Rows from a dataset:
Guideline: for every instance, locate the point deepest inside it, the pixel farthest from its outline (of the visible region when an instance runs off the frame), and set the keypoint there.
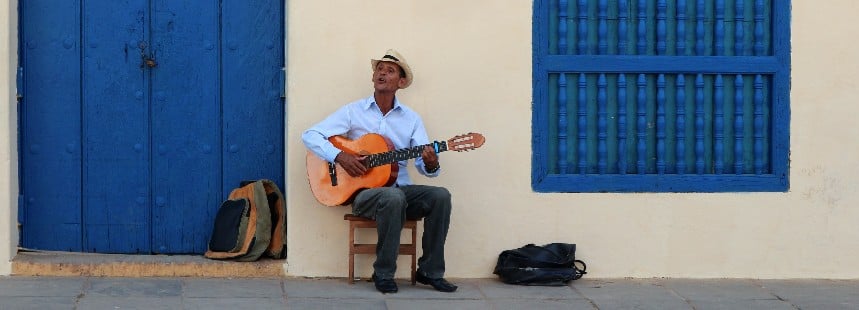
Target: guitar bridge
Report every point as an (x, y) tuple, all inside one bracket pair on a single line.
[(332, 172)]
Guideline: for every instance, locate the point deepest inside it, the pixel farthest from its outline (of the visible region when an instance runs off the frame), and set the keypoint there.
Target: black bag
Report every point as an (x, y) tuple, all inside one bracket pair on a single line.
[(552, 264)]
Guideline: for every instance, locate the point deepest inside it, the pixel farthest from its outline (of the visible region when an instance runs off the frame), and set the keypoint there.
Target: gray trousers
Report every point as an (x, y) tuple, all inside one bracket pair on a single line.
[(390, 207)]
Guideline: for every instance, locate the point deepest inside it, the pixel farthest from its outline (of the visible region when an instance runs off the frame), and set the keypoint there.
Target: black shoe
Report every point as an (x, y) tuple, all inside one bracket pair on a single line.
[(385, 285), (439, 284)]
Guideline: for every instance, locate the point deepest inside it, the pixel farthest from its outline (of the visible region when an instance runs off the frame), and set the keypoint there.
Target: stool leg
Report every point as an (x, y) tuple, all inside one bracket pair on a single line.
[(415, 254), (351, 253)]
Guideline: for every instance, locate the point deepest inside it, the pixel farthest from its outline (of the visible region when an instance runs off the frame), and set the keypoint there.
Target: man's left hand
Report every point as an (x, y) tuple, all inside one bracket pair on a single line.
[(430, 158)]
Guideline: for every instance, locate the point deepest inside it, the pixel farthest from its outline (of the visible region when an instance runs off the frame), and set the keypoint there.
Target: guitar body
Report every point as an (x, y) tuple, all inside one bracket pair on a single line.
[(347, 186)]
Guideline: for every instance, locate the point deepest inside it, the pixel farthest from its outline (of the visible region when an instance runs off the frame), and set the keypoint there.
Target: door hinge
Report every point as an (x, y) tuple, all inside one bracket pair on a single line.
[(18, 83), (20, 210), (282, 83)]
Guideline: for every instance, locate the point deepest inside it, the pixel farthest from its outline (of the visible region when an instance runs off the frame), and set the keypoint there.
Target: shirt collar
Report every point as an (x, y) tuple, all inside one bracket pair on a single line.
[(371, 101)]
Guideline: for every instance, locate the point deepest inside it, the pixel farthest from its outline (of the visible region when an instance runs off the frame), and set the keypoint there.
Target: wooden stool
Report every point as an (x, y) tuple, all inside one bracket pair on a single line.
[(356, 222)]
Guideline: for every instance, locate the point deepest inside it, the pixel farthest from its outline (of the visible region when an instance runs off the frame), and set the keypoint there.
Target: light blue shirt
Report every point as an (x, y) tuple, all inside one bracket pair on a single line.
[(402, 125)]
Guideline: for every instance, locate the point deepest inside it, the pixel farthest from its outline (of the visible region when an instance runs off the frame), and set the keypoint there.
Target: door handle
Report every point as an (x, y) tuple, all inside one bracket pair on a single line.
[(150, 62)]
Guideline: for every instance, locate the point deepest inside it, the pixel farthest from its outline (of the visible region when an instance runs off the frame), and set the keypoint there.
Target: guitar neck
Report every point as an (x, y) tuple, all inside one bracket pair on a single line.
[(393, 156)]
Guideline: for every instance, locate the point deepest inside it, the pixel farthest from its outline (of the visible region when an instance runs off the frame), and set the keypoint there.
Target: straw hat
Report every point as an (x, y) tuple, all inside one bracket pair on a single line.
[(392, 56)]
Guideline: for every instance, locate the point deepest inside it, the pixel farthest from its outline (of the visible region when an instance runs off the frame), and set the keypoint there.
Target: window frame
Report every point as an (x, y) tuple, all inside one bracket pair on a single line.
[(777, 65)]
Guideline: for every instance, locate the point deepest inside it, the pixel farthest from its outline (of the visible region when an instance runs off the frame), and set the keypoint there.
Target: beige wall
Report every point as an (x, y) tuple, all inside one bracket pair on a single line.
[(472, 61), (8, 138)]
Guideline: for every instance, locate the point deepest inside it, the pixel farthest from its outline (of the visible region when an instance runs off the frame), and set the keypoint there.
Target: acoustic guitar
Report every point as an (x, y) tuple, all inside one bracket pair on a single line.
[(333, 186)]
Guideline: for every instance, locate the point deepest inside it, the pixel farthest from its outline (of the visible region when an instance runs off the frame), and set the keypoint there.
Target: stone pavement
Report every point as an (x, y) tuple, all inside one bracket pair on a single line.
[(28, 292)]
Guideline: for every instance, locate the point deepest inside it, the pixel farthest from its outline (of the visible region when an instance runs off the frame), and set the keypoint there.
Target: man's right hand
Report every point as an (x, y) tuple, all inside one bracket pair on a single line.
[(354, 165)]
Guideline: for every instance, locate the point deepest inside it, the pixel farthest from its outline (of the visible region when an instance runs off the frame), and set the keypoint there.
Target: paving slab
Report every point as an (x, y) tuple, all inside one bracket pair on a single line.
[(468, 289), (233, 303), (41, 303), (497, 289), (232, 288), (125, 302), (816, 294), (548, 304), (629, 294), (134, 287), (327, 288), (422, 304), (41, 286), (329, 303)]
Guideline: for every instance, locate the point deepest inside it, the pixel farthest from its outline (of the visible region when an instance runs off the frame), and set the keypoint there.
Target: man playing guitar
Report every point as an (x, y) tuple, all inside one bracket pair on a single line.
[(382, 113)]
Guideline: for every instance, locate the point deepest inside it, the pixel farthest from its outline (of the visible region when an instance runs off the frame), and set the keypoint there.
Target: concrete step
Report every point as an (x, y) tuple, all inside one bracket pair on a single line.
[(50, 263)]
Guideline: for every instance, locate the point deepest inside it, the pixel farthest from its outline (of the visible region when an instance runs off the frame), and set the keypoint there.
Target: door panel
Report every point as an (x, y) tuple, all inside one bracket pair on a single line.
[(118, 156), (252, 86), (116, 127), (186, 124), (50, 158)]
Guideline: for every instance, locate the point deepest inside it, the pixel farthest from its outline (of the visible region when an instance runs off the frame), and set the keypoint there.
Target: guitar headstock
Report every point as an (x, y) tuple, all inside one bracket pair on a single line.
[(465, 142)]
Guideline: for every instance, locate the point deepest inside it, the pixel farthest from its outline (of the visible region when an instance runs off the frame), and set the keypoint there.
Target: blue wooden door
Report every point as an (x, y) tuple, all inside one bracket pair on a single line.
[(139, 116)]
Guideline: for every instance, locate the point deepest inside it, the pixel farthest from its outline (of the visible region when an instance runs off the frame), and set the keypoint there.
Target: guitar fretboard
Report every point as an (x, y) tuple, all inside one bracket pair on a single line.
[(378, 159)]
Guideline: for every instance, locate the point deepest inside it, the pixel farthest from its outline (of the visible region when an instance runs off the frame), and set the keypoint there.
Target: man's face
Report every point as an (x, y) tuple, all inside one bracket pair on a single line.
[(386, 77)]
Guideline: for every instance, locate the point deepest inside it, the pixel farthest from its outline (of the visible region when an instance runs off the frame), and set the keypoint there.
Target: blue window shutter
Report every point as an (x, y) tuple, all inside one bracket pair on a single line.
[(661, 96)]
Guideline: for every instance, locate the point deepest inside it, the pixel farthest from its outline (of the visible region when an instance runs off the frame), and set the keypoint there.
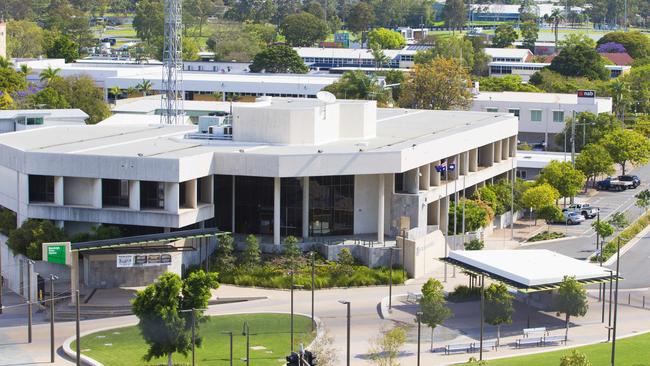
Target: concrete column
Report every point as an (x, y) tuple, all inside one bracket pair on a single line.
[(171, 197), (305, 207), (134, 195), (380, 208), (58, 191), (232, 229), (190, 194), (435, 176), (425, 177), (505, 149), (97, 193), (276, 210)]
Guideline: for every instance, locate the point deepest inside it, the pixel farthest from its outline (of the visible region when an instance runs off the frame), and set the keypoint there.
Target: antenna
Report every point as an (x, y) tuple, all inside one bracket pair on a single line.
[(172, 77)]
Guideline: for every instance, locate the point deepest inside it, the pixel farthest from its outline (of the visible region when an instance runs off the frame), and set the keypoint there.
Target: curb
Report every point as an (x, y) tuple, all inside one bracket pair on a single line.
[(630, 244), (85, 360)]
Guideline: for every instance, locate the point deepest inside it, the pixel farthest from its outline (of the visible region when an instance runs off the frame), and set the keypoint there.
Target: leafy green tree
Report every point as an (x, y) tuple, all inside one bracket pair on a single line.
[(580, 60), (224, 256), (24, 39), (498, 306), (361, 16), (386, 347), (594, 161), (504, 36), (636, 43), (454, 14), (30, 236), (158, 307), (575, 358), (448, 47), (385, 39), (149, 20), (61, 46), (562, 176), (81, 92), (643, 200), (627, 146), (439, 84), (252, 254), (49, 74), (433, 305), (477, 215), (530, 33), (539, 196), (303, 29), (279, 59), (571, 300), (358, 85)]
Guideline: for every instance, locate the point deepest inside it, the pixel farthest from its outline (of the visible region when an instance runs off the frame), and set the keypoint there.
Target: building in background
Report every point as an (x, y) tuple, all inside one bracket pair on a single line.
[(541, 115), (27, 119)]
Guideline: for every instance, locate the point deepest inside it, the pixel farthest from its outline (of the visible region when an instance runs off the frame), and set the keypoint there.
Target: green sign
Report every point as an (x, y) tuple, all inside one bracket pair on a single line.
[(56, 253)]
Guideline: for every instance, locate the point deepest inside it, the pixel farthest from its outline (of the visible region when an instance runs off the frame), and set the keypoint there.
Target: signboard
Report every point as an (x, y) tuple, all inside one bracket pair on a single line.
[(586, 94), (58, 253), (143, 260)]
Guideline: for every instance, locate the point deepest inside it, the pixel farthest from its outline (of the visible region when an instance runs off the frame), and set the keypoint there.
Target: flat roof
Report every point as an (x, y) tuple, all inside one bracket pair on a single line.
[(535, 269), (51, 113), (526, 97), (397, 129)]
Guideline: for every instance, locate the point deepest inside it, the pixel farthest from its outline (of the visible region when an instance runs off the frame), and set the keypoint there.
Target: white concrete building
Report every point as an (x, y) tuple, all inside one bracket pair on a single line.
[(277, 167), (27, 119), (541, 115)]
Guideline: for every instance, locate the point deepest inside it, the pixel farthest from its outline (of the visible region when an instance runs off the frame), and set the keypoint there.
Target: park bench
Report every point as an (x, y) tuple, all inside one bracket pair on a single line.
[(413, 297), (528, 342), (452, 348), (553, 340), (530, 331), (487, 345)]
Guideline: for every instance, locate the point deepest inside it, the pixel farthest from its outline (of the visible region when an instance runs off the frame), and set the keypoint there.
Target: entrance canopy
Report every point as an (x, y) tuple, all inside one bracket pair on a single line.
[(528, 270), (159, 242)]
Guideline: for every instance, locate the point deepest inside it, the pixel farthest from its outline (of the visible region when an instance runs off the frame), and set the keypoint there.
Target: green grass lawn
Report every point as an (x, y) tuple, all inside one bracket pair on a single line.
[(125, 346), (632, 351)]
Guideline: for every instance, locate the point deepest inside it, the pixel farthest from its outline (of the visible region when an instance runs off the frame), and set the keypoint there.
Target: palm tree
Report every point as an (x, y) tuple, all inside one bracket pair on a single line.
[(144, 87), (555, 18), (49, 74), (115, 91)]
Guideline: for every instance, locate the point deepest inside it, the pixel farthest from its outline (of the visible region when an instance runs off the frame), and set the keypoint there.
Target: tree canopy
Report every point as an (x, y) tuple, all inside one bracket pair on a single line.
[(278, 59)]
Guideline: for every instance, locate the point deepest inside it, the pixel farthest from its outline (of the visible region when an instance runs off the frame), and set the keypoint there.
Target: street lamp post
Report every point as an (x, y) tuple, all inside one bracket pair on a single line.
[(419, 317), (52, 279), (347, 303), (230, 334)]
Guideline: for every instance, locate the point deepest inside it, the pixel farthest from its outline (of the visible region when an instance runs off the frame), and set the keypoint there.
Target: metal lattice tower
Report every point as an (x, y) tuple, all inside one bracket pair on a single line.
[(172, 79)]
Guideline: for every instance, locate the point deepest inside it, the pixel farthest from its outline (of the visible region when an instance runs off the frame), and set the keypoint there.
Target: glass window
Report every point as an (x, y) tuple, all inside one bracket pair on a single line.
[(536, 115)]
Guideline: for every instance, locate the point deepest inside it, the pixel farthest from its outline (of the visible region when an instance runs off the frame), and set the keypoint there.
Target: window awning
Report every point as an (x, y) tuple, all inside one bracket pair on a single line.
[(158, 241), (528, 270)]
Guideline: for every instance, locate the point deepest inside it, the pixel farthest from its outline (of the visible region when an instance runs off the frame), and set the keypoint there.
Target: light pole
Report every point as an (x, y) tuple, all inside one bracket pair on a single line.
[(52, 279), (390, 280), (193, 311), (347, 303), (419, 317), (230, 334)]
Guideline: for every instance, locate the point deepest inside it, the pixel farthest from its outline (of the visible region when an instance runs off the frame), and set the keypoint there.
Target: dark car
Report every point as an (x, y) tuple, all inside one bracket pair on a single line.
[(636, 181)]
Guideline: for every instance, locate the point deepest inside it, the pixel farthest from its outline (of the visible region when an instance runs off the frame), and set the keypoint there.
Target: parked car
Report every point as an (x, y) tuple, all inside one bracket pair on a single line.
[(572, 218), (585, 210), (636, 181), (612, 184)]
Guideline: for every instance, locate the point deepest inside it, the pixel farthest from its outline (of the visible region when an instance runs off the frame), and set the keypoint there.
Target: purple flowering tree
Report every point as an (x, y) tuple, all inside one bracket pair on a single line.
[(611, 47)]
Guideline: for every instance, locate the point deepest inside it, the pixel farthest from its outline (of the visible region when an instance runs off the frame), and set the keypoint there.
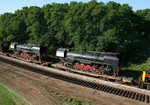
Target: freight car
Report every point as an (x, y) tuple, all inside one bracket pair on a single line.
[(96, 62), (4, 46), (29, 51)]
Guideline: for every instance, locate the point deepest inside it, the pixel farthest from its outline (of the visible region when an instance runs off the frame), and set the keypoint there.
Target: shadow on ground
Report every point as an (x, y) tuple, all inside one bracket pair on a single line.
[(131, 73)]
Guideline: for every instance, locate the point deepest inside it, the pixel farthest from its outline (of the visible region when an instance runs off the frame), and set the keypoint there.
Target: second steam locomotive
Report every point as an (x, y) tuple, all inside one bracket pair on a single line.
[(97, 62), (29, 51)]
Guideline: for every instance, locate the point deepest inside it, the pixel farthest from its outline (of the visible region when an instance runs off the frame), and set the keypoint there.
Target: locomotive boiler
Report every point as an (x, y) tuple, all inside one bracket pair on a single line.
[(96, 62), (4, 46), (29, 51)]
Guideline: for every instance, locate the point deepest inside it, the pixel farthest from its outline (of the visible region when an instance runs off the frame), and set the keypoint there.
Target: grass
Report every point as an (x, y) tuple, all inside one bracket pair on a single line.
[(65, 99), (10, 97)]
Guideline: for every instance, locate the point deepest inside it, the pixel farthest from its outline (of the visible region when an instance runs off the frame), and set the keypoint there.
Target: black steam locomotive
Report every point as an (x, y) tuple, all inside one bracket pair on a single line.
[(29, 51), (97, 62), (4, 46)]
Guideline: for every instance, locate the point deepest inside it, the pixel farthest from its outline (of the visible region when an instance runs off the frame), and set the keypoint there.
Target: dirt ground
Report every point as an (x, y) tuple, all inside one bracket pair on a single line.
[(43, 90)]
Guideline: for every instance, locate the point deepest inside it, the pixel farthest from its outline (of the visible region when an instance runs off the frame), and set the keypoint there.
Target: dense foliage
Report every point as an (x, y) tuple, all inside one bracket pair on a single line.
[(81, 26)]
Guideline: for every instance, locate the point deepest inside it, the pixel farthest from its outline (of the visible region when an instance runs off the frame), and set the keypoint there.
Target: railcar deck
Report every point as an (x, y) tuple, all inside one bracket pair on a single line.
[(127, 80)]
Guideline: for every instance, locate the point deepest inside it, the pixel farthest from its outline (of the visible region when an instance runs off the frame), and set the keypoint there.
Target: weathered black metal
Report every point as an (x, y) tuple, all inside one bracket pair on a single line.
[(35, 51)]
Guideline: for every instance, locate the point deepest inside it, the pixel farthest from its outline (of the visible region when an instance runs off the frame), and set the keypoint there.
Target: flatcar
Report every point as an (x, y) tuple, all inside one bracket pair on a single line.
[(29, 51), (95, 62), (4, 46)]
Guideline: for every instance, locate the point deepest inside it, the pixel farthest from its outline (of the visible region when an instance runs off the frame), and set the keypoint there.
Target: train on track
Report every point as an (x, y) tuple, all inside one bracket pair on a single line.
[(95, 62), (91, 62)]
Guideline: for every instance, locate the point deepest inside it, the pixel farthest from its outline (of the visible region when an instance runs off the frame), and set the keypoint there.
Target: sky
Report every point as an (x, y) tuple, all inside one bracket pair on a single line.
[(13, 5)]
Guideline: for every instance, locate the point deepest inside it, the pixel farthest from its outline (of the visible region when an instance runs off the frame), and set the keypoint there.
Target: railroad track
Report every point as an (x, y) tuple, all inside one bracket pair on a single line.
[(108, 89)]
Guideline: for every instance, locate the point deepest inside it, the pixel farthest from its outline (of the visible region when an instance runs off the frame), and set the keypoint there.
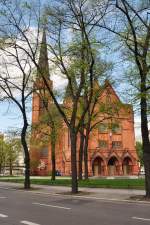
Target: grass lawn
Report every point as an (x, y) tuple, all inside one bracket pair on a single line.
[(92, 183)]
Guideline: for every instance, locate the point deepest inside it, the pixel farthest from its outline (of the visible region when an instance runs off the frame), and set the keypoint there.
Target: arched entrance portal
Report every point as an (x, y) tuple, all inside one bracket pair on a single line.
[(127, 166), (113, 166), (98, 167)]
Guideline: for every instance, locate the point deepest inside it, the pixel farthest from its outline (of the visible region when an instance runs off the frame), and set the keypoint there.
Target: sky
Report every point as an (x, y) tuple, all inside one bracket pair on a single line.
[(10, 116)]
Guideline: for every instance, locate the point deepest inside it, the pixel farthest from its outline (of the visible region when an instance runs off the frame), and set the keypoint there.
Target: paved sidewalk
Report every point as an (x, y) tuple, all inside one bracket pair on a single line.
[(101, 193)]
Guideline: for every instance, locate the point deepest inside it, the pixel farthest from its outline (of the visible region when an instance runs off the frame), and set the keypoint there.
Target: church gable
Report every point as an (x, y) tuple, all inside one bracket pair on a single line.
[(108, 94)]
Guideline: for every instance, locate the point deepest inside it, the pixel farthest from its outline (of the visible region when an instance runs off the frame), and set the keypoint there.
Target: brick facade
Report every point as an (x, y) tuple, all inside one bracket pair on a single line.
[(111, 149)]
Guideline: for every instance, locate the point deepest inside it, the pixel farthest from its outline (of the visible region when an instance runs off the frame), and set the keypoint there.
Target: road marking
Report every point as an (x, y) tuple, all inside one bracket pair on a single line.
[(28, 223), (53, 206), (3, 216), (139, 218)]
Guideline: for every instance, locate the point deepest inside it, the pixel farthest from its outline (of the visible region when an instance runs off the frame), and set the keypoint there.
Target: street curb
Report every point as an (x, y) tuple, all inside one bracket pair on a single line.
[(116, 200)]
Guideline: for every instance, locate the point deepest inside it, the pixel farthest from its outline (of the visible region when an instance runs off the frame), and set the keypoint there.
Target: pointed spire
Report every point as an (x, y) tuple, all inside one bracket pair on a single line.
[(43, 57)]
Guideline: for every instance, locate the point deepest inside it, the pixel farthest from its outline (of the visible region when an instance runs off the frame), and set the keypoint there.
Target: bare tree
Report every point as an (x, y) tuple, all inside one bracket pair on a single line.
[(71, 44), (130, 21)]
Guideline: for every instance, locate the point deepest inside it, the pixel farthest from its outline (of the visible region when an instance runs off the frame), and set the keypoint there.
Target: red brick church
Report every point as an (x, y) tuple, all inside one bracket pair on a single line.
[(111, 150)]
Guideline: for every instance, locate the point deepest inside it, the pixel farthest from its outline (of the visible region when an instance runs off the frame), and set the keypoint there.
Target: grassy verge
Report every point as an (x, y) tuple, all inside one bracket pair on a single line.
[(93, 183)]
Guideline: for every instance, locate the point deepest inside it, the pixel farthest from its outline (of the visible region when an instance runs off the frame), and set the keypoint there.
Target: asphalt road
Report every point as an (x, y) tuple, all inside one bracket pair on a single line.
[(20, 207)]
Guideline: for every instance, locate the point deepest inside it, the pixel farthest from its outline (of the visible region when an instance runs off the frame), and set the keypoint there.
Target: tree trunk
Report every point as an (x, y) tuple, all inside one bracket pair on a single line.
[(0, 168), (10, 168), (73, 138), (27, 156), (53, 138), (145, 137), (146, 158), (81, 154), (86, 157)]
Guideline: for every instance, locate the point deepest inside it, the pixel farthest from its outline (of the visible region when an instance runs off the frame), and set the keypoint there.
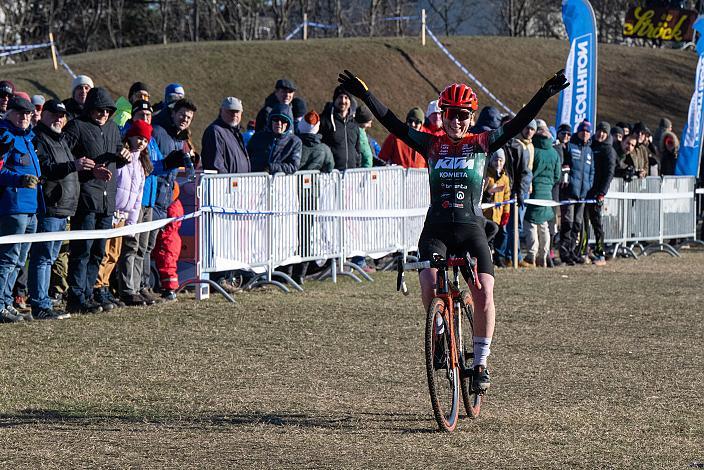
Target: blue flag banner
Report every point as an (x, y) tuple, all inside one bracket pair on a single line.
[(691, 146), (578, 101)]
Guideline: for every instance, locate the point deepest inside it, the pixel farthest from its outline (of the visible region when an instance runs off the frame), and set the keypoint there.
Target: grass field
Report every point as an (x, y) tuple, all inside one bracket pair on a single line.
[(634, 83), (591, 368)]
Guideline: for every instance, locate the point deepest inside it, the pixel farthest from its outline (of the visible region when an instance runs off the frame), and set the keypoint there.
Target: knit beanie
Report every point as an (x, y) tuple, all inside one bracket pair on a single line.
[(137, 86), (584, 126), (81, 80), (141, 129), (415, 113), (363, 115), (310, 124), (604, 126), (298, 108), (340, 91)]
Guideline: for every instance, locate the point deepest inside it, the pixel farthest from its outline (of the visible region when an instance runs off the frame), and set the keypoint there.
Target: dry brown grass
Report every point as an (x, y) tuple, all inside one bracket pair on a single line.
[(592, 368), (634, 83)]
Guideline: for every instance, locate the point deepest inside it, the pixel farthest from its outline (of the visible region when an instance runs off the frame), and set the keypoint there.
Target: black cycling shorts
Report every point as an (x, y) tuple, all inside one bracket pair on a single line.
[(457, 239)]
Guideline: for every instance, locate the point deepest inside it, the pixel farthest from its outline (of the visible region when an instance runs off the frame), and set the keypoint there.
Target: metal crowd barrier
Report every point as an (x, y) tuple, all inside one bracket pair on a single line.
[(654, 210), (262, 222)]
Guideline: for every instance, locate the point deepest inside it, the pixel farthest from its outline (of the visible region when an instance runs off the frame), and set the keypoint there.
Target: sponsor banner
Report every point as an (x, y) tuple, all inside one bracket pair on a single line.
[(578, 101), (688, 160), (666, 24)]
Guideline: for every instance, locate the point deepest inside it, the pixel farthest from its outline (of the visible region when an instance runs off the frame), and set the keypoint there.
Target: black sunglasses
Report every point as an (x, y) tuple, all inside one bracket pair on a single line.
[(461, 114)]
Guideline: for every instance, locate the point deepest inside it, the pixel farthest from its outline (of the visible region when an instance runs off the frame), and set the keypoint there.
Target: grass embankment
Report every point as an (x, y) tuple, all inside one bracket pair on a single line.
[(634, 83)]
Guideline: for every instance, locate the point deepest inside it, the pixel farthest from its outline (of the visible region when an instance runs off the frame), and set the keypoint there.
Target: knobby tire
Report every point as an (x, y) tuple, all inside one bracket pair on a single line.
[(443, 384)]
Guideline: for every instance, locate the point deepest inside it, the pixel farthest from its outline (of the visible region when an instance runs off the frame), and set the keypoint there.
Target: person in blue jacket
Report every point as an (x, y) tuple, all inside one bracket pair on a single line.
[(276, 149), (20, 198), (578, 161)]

Work to be completed
Rewrite the items from the start through the line containing "[(332, 172)]", changing "keypoint" to "marker" and keeping everything else the same. Leave the pictures out of your answer.

Solution
Guideline: for every instance, locate the point deepest inside it, the pixel farthest from its outline (of the visible region when an instance runs off the frame), and set the marker there.
Target: guitar bridge
Report every point as an (x, y) tuple, all inside one bracket pair on a single line.
[(332, 172)]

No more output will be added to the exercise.